(Entries from a data source)

start

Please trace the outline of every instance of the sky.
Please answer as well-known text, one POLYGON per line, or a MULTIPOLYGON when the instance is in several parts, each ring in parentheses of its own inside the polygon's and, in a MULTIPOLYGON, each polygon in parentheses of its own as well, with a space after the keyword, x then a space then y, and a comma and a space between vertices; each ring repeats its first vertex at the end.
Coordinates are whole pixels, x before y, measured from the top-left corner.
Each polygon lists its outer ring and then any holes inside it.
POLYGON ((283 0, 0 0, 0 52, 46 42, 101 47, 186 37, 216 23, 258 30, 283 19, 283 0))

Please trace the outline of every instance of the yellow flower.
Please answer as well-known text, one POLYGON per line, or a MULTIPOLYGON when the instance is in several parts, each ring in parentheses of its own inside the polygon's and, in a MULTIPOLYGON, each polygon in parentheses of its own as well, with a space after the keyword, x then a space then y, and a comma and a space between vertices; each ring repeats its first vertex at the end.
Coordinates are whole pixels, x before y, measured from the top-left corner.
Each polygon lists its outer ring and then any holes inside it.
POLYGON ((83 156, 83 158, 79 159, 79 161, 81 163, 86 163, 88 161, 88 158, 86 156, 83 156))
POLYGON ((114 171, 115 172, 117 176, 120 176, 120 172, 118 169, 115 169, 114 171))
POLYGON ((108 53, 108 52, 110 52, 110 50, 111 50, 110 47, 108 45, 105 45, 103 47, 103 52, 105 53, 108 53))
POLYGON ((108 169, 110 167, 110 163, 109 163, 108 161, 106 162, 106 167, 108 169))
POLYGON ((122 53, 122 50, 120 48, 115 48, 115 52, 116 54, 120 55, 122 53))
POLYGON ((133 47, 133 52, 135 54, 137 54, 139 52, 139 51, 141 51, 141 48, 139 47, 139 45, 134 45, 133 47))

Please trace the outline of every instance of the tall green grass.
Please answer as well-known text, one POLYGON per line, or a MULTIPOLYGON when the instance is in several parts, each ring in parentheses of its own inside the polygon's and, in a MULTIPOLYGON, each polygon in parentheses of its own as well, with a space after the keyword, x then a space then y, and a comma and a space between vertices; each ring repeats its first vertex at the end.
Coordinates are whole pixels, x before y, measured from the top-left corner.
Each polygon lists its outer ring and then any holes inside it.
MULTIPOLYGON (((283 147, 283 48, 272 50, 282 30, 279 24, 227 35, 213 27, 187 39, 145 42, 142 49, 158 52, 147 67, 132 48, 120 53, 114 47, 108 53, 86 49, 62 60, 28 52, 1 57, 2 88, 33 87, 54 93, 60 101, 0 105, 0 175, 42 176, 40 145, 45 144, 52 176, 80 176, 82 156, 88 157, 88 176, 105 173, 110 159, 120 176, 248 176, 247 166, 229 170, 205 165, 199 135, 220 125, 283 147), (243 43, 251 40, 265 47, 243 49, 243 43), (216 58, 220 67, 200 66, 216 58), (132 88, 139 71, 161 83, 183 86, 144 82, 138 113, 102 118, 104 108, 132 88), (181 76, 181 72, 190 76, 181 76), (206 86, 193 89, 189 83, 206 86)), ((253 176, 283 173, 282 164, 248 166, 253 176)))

end

- [Task requirements]
Rewrite the entries above as a two-column CSV with the header row instruction,outline and one row per entry. Put each entry's full text and its answer in their own double-quoted fields, with every line break replaced by a space.

- [Output of the exercise]
instruction,outline
"Please trace the outline of every instance of the sky. Please answer as well-known text, one POLYGON per line, or a MULTIPOLYGON when the instance is in several parts, each ring in parentheses of its own inside the polygon's and, in a MULTIPOLYGON, each polygon in parentheses of its own as well, with a space after the keyword, x then a space then y, and a comma and a space between vertices; each ring repeats its first vertex at the end. Coordinates are whole pixels, x before y, measured from the top-left corner. Each polygon lists its outer ring and then any holes inside it.","POLYGON ((283 0, 0 0, 0 52, 46 42, 101 47, 186 37, 216 23, 258 30, 283 19, 283 0))"
"Please trace the outline of every instance of the yellow flower. Please answer as well-known text, one POLYGON per line, or a MULTIPOLYGON when the instance is in several parts, each ring in parentheses of its own inside the polygon's and, in a MULTIPOLYGON, each polygon in parentheses of its own as well, with a space after the keyword, x then a space then y, and a comma and a space between vertices; each ring repeats its first vertex at the end. Coordinates are whole pixels, x before y, measured from the top-left corner. Each polygon lists its outer ring and then any holes inside it.","POLYGON ((83 156, 83 158, 79 159, 79 161, 81 163, 86 163, 88 161, 88 158, 86 156, 83 156)) POLYGON ((114 171, 115 172, 117 176, 120 176, 120 172, 118 169, 115 169, 114 171)) POLYGON ((108 53, 108 52, 110 52, 110 50, 111 50, 110 47, 108 45, 105 45, 103 47, 103 52, 105 53, 108 53)) POLYGON ((108 169, 110 167, 110 163, 109 163, 108 161, 106 162, 106 167, 108 169)) POLYGON ((122 53, 122 50, 120 48, 115 48, 115 52, 116 54, 120 55, 122 53)) POLYGON ((133 47, 133 52, 135 54, 137 54, 139 52, 139 51, 141 51, 141 48, 139 47, 139 45, 134 45, 133 47))"
"Please trace the outline of every instance of the tall green grass. Please answer as well-known text, one POLYGON per line, or a MULTIPOLYGON when the instance is in several parts, each ring in parentheses of its own inside the polygon's and, in a MULTIPOLYGON, each polygon in parentheses of its own as well, with a space after the keyword, x then a space then y, and a comma and a space between vertices; each ring repeats its first vertex at the end. Coordinates are whole pixels, x before y, measured from the top-left corner. Each polygon lists its outer ring and then any holes inside it.","MULTIPOLYGON (((283 147, 283 48, 272 50, 282 30, 279 24, 227 35, 213 27, 187 39, 145 42, 142 49, 158 52, 147 67, 132 48, 120 53, 114 47, 108 53, 86 49, 62 60, 28 52, 1 57, 2 88, 33 87, 54 93, 60 101, 0 105, 0 175, 42 176, 40 145, 45 144, 52 176, 80 176, 82 156, 88 157, 88 176, 105 173, 110 159, 120 176, 248 176, 247 166, 229 170, 205 165, 199 135, 220 125, 283 147), (243 43, 251 40, 265 47, 243 49, 243 43), (216 58, 220 67, 200 66, 216 58), (132 88, 139 71, 161 83, 183 86, 144 82, 138 113, 102 118, 104 108, 132 88), (181 76, 181 72, 190 76, 181 76), (206 86, 193 89, 189 83, 206 86)), ((253 176, 283 173, 282 164, 248 166, 253 176)))"